---------- Source text ----------
The role of topology in Faraday’s laws of electrolysis
Any person with some basic knowledge of chemistry is familiar with the concept of electrolysis, i.e., the production of a chemical reaction by passing an electric current through an electrolyte – a liquid that conducts electricity as a result of the presence of ions. It has found major applications since the early days of modern chemistry; thus, for example, William Nicholson and Anthony Carlisle, using the newly developed voltaic battery, performed in 1800 the first electrolysis of water, reversing earlier experiments that showed that hydrogen and oxygen combine to form water.
In electrolysis, positive ions migrate to the cathode and negative ions to the anode. The reactions occurring depend on electron transfer at the electrodes and are therefore redox reactions. At the anode, negative ions in solution may lose electrons to form neutral species. Alternatively, atoms of the electrode can lose electrons and go into solution as positive ions. In either case the reaction is an oxidation. At the cathode, positive ions in solution can gain electrons to form neutral species. Thus, cathode reactions are reductions.
----------
● **Direction**:
According to the electrolysis passage, who performed the first electrolysis of water in 1800?
---------- Data lines ----------
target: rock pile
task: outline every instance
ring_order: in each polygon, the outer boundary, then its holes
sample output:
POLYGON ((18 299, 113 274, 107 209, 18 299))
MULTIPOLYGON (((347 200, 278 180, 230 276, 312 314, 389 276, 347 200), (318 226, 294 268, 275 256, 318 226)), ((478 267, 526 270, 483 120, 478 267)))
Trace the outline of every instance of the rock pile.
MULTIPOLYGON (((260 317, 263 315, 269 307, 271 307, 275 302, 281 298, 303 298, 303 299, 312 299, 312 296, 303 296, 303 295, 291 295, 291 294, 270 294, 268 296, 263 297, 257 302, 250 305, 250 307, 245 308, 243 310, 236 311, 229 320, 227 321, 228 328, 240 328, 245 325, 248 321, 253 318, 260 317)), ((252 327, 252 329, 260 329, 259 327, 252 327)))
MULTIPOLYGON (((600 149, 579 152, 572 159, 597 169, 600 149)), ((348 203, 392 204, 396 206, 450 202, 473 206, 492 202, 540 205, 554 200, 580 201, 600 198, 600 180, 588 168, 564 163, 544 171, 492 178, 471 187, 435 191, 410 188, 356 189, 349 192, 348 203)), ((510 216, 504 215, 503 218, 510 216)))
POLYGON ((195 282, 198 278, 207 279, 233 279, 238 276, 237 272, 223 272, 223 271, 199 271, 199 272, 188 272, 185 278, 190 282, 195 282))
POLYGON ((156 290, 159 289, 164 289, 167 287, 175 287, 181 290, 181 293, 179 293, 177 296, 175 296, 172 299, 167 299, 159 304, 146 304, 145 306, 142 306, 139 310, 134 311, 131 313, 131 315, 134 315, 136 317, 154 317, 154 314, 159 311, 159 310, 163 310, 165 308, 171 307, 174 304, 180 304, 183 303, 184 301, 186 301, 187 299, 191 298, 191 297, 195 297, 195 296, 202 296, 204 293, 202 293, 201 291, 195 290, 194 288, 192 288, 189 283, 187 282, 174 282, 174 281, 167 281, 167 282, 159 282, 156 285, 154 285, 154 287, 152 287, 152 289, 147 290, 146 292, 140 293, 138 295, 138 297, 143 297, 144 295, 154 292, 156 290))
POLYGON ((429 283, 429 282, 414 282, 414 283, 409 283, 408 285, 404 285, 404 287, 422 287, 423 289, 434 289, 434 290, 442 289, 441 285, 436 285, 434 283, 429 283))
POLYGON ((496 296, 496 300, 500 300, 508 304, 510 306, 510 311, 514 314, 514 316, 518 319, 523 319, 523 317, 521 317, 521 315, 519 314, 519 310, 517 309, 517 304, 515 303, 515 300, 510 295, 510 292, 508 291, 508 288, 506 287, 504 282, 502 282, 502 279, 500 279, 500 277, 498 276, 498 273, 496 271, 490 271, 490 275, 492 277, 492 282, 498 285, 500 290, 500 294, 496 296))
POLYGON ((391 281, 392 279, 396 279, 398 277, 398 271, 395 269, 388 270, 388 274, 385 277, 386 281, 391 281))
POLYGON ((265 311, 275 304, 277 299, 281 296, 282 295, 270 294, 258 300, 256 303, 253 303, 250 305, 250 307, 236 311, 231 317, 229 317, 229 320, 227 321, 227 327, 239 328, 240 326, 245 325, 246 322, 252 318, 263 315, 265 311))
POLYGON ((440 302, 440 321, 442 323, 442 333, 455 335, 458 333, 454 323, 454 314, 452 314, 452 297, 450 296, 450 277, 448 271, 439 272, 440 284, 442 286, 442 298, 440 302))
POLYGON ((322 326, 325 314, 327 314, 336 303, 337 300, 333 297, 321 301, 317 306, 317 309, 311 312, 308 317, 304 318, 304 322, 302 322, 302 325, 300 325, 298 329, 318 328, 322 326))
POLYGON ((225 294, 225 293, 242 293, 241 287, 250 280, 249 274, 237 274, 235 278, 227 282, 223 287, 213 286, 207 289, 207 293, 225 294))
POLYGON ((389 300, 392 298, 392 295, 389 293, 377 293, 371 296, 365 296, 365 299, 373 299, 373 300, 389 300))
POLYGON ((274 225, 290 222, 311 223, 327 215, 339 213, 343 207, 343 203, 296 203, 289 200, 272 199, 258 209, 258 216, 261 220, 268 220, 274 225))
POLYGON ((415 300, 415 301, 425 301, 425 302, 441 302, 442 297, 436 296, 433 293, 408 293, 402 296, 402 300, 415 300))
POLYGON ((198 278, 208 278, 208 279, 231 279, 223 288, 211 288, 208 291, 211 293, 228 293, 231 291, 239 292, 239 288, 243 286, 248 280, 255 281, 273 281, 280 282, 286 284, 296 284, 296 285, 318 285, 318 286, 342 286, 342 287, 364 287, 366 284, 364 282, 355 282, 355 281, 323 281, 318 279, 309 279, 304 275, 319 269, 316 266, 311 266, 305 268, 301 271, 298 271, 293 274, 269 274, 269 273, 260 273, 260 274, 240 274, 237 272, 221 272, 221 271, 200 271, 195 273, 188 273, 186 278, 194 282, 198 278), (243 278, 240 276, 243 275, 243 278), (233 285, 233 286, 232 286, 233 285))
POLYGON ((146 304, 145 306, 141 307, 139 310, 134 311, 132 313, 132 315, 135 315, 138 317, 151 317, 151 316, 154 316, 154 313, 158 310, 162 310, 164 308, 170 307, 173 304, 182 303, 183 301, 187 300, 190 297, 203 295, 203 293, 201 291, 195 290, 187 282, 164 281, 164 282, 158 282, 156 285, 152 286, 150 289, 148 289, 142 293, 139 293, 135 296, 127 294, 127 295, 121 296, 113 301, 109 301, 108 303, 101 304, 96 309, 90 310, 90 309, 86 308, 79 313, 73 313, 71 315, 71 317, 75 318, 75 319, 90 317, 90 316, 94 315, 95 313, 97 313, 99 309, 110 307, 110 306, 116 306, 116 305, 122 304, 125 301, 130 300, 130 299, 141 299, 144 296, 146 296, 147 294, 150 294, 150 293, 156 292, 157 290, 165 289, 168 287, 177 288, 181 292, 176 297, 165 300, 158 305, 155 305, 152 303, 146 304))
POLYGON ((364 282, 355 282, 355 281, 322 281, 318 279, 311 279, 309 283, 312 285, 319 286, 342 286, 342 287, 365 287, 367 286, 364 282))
----------
● **Exercise solution**:
William Nicholson and Anthony Carlisle.